(Supplied passage):
- - - - - - -
This comment would look much better ans an enum ... And then we can ditch
the comment. Since this is only used in i915_irq.c we can even avoid the
I915/intel prefix.

With an enum all the magic paramters and tests in this patch become much
more readable. Note that gcc is happy to treat enums as bitmasks, so you
can still or them together (and gdb will actually decode it, in case you
have kgdb wired up or are looking at a dump).

>   */
> -void i915_handle_error(struct drm_device *dev, bool wedged)
> +void i915_handle_error(struct drm_device *dev, u32 mask)
>  {
>  	struct drm_i915_private *dev_priv = dev->dev_private;
>  
>  	i915_capture_error_state(dev);
>  	i915_report_and_clear_eir(dev);
>  
> -	if (wedged) {
> +	if (mask > 0) {
>  		atomic_set_mask(I915_RESET_IN_PROGRESS_FLAG,
>  				&dev_priv->gpu_error.reset_counter);
>  
> @@ -2707,7 +2715,7 @@ ring_stuck(struct intel_ring_buffer *ring)
>  		case 1:
>  			DRM_ERROR("Kicking stuck semaphore on %s\n",
>  				  ring->name);
> -			i915_handle_error(dev, false);
> +			i915_handle_error(dev, 0);
>  			I915_WRITE_CTL(ring, tmp);
>  			return HANGCHECK_KICK;
>  		case 0:
> @@ -2856,9 +2864,10 @@ static void i915_hangcheck_elapsed(unsigned long data)
>  	drm_i915_private_t *dev_priv = dev->dev_private;
>  	struct intel_ring_buffer *ring;
>  	int i;
> -	int busy_count = 0, rings_hung = 0;
> +	int busy_count = 0, hang_mask = 0;
>  	u32 tmp;
>  #define FIRE 50
> +#define GLOBAL_RESET_REQUEST 0x80000000
>  
>  	/* Clear the active flag *before* assessing the ring state
>          * in case new work is added just after we sample the rings.
> @@ -2891,19 +2900,39 @@ static void i915_hangcheck_elapsed(unsigned long data)
>  				 * that if we fail to break the hang it will be
>  				 * recovered by a reset next time round.
>  				 */
> -				i915_handle_error(dev, false);
> +				i915_handle_error(dev, 0);
>  				I915_WRITE_CTL(ring, tmp);
>  				ring->hangcheck.action = HANGCHECK_KICK;
>  				ring->hangcheck.score = FIRE;
>  			} else {
> -				rings_hung++;
> +				hang_mask |= (0x1 << ring->id);
>  				ring->hangcheck.score = 0;
>  			}
>  		}
>  	}
>  
> -	if (rings_hung)
- - - - - - -
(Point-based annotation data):
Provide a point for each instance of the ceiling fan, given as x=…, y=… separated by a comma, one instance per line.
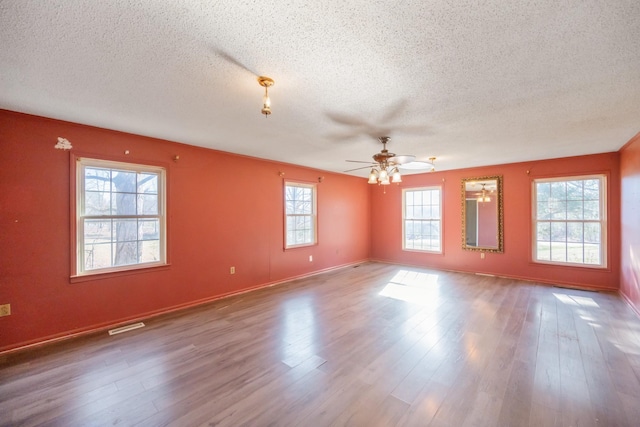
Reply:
x=385, y=169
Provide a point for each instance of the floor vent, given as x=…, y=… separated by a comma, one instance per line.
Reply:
x=126, y=328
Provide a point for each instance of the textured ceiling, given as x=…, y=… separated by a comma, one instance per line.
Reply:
x=470, y=82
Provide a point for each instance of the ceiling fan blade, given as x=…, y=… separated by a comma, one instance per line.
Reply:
x=224, y=55
x=402, y=159
x=347, y=120
x=394, y=111
x=417, y=166
x=357, y=169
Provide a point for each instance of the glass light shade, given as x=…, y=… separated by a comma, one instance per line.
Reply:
x=373, y=177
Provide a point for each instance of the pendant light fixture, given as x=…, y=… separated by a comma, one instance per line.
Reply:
x=266, y=83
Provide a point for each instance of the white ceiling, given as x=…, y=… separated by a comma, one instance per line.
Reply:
x=470, y=82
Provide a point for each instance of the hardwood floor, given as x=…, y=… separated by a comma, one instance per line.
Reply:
x=374, y=345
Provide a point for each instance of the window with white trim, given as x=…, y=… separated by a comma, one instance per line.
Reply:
x=422, y=219
x=120, y=216
x=300, y=214
x=569, y=220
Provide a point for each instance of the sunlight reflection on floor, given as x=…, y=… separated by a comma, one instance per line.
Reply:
x=414, y=287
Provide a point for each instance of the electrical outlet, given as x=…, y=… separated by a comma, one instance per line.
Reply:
x=5, y=310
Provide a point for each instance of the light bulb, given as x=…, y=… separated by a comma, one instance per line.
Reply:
x=373, y=177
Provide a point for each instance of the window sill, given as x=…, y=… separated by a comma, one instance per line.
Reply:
x=110, y=274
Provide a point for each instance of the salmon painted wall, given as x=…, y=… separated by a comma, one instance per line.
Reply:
x=223, y=210
x=630, y=222
x=386, y=222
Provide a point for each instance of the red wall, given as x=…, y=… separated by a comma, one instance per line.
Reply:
x=386, y=222
x=630, y=222
x=223, y=210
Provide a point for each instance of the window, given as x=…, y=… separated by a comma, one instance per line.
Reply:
x=300, y=213
x=422, y=219
x=570, y=221
x=120, y=216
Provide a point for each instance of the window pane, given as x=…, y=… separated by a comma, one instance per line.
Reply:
x=575, y=232
x=592, y=232
x=558, y=191
x=543, y=251
x=97, y=231
x=558, y=232
x=97, y=179
x=544, y=231
x=147, y=183
x=592, y=254
x=148, y=229
x=149, y=250
x=112, y=192
x=575, y=253
x=124, y=204
x=300, y=214
x=558, y=209
x=574, y=209
x=124, y=181
x=592, y=210
x=147, y=204
x=422, y=220
x=97, y=203
x=97, y=255
x=559, y=252
x=126, y=253
x=543, y=191
x=574, y=226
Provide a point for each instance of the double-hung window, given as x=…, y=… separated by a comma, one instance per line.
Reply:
x=569, y=221
x=300, y=214
x=422, y=219
x=120, y=214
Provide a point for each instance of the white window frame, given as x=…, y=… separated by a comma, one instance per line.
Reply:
x=407, y=216
x=313, y=216
x=602, y=221
x=84, y=163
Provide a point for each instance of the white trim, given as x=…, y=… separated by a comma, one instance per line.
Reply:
x=404, y=219
x=602, y=221
x=82, y=164
x=313, y=215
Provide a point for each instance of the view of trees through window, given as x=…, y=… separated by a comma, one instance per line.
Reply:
x=569, y=220
x=300, y=214
x=422, y=219
x=120, y=217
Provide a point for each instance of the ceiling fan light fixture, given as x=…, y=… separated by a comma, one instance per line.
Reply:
x=396, y=178
x=266, y=83
x=373, y=177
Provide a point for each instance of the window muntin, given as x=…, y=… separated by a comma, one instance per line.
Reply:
x=120, y=216
x=300, y=214
x=569, y=224
x=422, y=219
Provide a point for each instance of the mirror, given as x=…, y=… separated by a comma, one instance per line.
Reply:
x=482, y=216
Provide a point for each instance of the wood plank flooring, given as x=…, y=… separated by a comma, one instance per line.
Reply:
x=373, y=345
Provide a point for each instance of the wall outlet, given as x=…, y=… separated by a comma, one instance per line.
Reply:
x=5, y=310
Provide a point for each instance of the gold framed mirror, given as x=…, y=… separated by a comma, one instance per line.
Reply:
x=482, y=214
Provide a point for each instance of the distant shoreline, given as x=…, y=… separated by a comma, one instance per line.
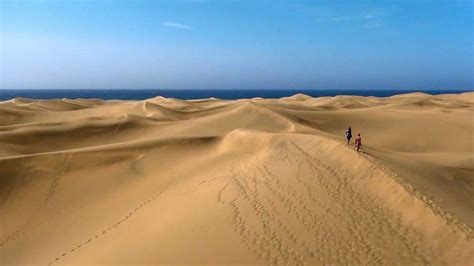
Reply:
x=188, y=94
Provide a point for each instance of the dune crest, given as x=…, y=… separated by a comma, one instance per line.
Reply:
x=257, y=181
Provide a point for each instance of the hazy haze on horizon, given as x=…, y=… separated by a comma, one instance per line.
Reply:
x=237, y=44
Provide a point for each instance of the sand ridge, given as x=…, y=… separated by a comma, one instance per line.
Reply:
x=266, y=181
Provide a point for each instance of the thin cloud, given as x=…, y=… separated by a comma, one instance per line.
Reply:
x=374, y=25
x=176, y=25
x=364, y=17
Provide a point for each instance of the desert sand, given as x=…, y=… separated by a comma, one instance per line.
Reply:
x=251, y=181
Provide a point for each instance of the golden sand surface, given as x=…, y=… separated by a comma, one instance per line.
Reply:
x=251, y=181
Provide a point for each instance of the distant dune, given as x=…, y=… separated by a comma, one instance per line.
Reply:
x=258, y=181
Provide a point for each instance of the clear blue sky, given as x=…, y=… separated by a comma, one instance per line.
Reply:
x=237, y=44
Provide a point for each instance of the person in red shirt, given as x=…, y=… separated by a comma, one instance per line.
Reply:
x=358, y=142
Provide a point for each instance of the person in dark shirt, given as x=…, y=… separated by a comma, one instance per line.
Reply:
x=358, y=142
x=348, y=134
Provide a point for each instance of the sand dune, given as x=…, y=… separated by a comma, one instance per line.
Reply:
x=257, y=181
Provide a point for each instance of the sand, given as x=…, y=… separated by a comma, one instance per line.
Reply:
x=255, y=181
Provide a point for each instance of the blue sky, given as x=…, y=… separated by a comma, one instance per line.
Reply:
x=205, y=44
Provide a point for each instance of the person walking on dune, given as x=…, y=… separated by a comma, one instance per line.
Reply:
x=348, y=134
x=358, y=142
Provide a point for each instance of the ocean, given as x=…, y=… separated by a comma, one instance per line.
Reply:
x=139, y=94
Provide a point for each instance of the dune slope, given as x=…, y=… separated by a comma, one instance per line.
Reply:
x=248, y=181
- - - - - - -
(List of tasks):
A) List every line that the patch in the patch review above removes. Give each line as it appears after its minus sign.
B) In the patch review, what does the reviewer say gcc is happy to do with enums?
C) Proceed with the patch review of the i915 hangcheck code, starting after its final line.

(Answers for this exercise):
A)
- void i915_handle_error(struct drm_device *dev, bool wedged)
- if (wedged) {
- i915_handle_error(dev, false);
- int busy_count = 0, rings_hung = 0;
- i915_handle_error(dev, false);
- rings_hung++;
- if (rings_hung)

B) It is happy to treat enums as bitmasks, so they can still be ORed together.

C)
> -		return i915_handle_error(dev, true);
> +	if (hang_mask) {
> +		/* One or more rings have hung */
> +		dev_priv->gpu_error.score += 5;
> +
> +		DRM_DEBUG_TDR("Hangcheck score: %d vs %d\n",
> +			dev_priv->gpu_error.score, FIRE);
> +
> +		if (INTEL_INFO(dev)->gen < 7) {
> +			/* Per-engine reset not supported */
> +			dev_priv->gpu_error.score = 0;
> +			hang_mask = GLOBAL_RESET_REQUEST;
> +		} else if (dev_priv->gpu_error.score > FIRE) {
> +			/* Per-engine reset occuring too frequently. Fall back
> +			* to a global reset to try and resolve the hang */
> +			dev_priv->gpu_error.score = 0;
> +			hang_mask = GLOBAL_RESET_REQUEST;
> +			DRM_DEBUG_TDR("Rings hanging too frequently\n");
> +		}
> +
> +		i915_handle_error(dev, hang_mask);
> +	} else if (dev_priv->gpu_error.score > 0)
> +		dev_priv->gpu_error.score--;
>  
>  	if (busy_count)
>  		/* Restart the timer in case the chip hangs without another request
> @@ -3695,7 +3724,7 @@ static irqreturn_t i8xx_irq_handler(int irq, void *arg)
>  		 */
>  		spin_lock_irqsave(&dev_priv->irq_lock, irqflags);
>  		if (iir & I915_RENDER_COMMAND_PARSER_ERROR_INTERRUPT)
> -			i915_handle_error(dev, false);
> +			i915_handle_error(dev, 0);
>  
>  		for_each_pipe(pipe) {
>  			int reg = PIPESTAT(pipe);
> @@ -3877,7 +3906,7 @@ static irqreturn_t i915_irq_handler(int irq, void *arg)
>  		 */
>  		spin_lock_irqsave(&dev_priv->irq_lock, irqflags);
>  		if (iir & I915_RENDER_COMMAND_PARSER_ERROR_INTERRUPT)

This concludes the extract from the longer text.